■ Given task 1
In the Scala groupBy text, which mutable collection is imported under the name MMap?
■ Given task 2
Reproduce the part of the Scala groupBy text starting with "The following would" and going on through "groupByGen(ListSet.newBuilder[A])(f)".

■ Text
○ ○ ○ ○

Scala GroupBy preserving insertion order?

The following would give you a groupByOrderedUnique method that behaves as you sought. It also adds a groupByOrdered that preserves duplicates as others have asked for in the comments.

import collection.immutable.ListSet
import collection.mutable.{LinkedHashMap => MMap, Builder}

implicit class GroupByOrderedImplicitImpl[A](val t: Traversable[A]) extends AnyVal {
  def groupByOrderedUnique[K](f: A => K): Map[K, ListSet[A]] =
    groupByGen(ListSet.newBuilder[A])(f)

  def groupByOrdered[K](f: A => K): Map[K, List[A]] =
    groupByGen(List.newBuilder[A])(f)

  def groupByGen[K, C[_]](makeBuilder: => Builder[A, C[A]])(f: A => K): Map[K, C[A]] = {
    val map = MMap[K, Builder[A, C[A]]]()
    for (i <- t) {
      val key = f(i)

○ ○ ○ ○

■ Data
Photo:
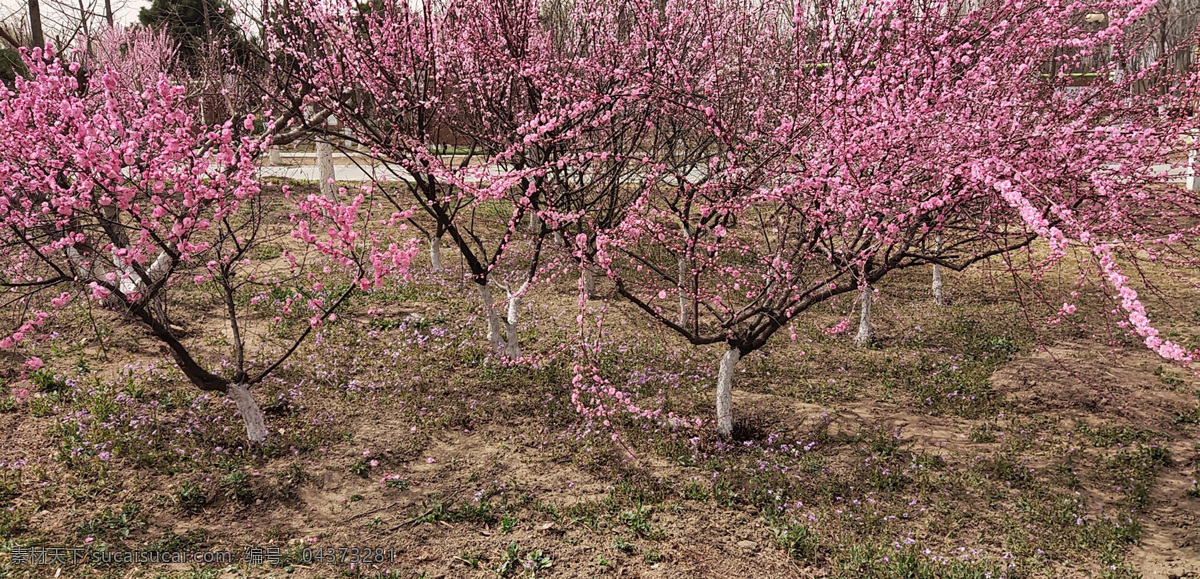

○ ○ ○ ○

■ Exercise response 1
LinkedHashMap

■ Exercise response 2
The following would give you a groupByOrderedUnique method that behaves as you sought. It also adds a groupByOrdered that preserves duplicates as others have asked for in the comments.

import collection.immutable.ListSet
import collection.mutable.{LinkedHashMap => MMap, Builder}

implicit class GroupByOrderedImplicitImpl[A](val t: Traversable[A]) extends AnyVal {
  def groupByOrderedUnique[K](f: A => K): Map[K, ListSet[A]] =
    groupByGen(ListSet.newBuilder[A])(f)